Document text below:

We used to visit my grandparents every weekend when I was a child. One of my uncles lived with my grandmother and I used to be daunted by his stern demeanour.
Because of the hot humid weather in Singapore, he rarely wore a shirt around the apartment, revealing the impressive tattoo of dragons dancing amongst clouds that covered his entire back. I found this fascinating and wondered about the story behind it.
Confessions of a Yakuza by Junichi Saga opens with the author describing his first encounter with his new patient, Eiji Ijichi.
An elderly man, tall and solid-shouldered, turned up at my clinic in Tsuchiura, a town about an hour away from Tokyo by train… I got him to strip to the waist. His whole back was covered with a tattoo – a dragon-and-peony design, though the colors had faded with the years, leaving the dragon’s scales pale, like stylized clouds, and its whiskers almost at vanishing point. Even so, the design was striking and, in its way, oddly attractive… I would have liked to photograph it if possible, but I’d never seen the man before in my life, and something about his air of absolute assurance made me hesitate, so in the end I never got around to making the suggestion.

End of Document text.
Given records below:

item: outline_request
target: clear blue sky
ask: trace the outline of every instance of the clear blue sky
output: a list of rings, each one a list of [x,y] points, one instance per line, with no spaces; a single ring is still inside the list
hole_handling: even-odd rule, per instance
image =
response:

End of Given records.
Given records below:

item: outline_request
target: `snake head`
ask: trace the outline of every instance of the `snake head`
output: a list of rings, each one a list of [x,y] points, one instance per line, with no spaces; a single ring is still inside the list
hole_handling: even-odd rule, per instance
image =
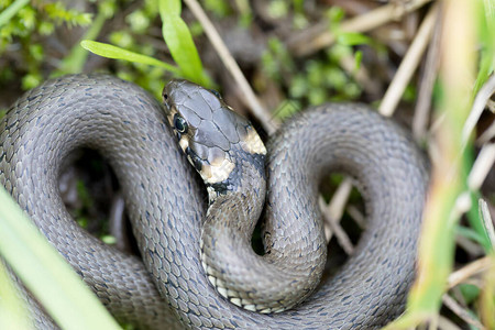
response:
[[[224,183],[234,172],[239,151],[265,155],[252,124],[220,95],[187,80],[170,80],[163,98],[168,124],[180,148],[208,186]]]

End of Given records.
Given records below:

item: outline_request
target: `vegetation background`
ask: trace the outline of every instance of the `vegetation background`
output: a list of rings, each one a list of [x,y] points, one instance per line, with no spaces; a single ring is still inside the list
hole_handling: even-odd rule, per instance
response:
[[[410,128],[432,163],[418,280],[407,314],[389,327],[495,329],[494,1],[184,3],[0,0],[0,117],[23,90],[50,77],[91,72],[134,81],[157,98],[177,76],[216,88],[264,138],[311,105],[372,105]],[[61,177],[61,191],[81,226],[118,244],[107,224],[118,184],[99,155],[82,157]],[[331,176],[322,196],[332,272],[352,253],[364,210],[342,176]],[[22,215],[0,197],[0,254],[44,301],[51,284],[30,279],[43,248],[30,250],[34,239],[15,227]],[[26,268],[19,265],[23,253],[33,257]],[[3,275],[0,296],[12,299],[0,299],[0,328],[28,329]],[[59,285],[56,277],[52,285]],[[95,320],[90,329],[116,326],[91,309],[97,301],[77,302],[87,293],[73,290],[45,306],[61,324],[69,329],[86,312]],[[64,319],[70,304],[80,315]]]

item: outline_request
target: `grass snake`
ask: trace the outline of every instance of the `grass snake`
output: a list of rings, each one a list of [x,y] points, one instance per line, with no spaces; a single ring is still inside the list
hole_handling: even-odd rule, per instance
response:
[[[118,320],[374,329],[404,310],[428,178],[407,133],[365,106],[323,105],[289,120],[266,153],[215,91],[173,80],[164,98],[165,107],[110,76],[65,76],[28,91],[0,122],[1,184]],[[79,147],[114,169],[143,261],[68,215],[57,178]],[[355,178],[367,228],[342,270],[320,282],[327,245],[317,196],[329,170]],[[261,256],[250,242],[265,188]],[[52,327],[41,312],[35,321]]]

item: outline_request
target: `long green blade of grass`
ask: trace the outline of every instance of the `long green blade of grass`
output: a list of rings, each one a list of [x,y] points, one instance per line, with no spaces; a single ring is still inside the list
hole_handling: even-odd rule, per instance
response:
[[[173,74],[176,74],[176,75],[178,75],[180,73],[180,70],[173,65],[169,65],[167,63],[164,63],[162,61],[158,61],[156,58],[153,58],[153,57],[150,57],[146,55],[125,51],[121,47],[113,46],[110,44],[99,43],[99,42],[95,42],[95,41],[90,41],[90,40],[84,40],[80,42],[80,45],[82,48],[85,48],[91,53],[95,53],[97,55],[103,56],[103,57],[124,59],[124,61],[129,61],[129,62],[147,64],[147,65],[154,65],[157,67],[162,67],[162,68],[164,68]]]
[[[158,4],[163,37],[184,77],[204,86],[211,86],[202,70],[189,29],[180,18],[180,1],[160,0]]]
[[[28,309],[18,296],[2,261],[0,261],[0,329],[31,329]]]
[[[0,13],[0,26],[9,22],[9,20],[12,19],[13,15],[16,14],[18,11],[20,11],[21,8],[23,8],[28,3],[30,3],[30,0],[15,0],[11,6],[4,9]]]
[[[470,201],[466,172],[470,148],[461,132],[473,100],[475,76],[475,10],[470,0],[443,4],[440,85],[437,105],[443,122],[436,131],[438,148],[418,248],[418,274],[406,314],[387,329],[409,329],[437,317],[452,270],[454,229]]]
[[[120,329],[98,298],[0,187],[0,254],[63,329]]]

End of Given records.

### What to work on
Continue the piece on Confessions of a Yakuza from its final sentence. The rows stand apart from the text and are unrelated to it.

### Response
Originally published in Japanese under the title of Asakusa bakuto ichidai in 1991, this memoir is based on a series of stories told to Saga by Ijichi, a former yakuza boss. Translated into English by John Bester, this was initially published as The Gambler’s Tale: A Life in Japan’s Underworld.
Ijichi was in his seventies and dying when he went to see Saga to help relieve his pain (not to treat his illness). I suppose he had nothing to lose or hide when he recounted his stories to his doctor.
Confessions of a Yakuza provides a candid and vivid account of Ijichi’s life after he arrived in Tokyo in the 1920s and worked for an uncle who was a coal merchant, his initiation into the Dewaya gang which controlled the gambling dens in Asakusa, his military stint in occupied Korea, his experiences in prisons – including a terrifying confinement in the military for planning to desert the army, and the women he got entangled with.
It was fascinating to read about the lives of the yakuza in the early to mid-twentieth century. Back then, the main business of the yakuza was illegal gambling. They were not involved in prostitution, drug trafficking, construction or blackmail, unlike some of the groups in modern-day Japan.
What I appreciated even more about this book was to learn about the lives of those who were poor and outcast, who led downtrodden lives, in Japan.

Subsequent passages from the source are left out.